__What to do__
Repeat exactly the lines that run from the one containing "instance of the sky" to the end of the data, and leave out all others.
^^^^^^^^^^^^^^^^
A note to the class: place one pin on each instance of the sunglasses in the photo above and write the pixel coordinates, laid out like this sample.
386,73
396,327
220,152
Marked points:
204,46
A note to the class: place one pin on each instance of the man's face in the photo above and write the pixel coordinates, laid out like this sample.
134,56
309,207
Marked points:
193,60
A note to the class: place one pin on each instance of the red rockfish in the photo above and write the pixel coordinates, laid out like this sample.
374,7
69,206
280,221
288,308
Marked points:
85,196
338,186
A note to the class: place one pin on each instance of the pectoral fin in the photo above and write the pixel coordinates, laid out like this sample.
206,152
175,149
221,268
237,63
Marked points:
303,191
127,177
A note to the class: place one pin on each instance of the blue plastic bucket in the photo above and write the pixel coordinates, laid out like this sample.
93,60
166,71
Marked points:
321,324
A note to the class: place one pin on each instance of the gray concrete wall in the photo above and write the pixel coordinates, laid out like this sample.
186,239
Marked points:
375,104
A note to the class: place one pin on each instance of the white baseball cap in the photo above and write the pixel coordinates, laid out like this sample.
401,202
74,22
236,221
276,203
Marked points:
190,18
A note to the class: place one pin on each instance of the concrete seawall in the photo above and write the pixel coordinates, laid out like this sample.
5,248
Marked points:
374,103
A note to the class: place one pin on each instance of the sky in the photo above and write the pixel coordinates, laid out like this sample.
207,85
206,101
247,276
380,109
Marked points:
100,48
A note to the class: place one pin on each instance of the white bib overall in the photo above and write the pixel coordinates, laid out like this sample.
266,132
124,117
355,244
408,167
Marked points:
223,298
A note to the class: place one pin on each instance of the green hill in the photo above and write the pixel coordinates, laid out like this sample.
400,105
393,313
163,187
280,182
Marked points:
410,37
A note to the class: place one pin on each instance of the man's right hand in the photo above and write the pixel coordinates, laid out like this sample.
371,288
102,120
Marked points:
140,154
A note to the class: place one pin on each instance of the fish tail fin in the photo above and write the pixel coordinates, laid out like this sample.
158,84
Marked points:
^^^^^^^^^^^^^^^^
__Exercise result__
A note to the class: place one pin on each instance of the sky in the photo above and write the pixel coordinates, laid out like this sample.
207,85
206,101
247,276
380,109
Marked points:
100,48
A note to the class: place one pin on each instance of the white bib overall in the photo above and write the pixel coordinates, laid out like this sample.
266,132
124,117
355,244
408,167
Marked points:
223,298
A note to the class: place one pin on each instance of the green hill in the photo above and write the pixel coordinates, laid out like this sample.
400,105
393,313
163,187
280,182
Marked points:
410,37
A note to the class: place one pin on each instance of the man's right hand in the photo above and write the pixel coordinates, laid out like this sample.
371,288
102,120
Marked points:
140,154
A note to the class: place one pin on each instance of the fish tail fin in the photo above and write the pixel coordinates, laid out like this sample.
158,84
Marked points:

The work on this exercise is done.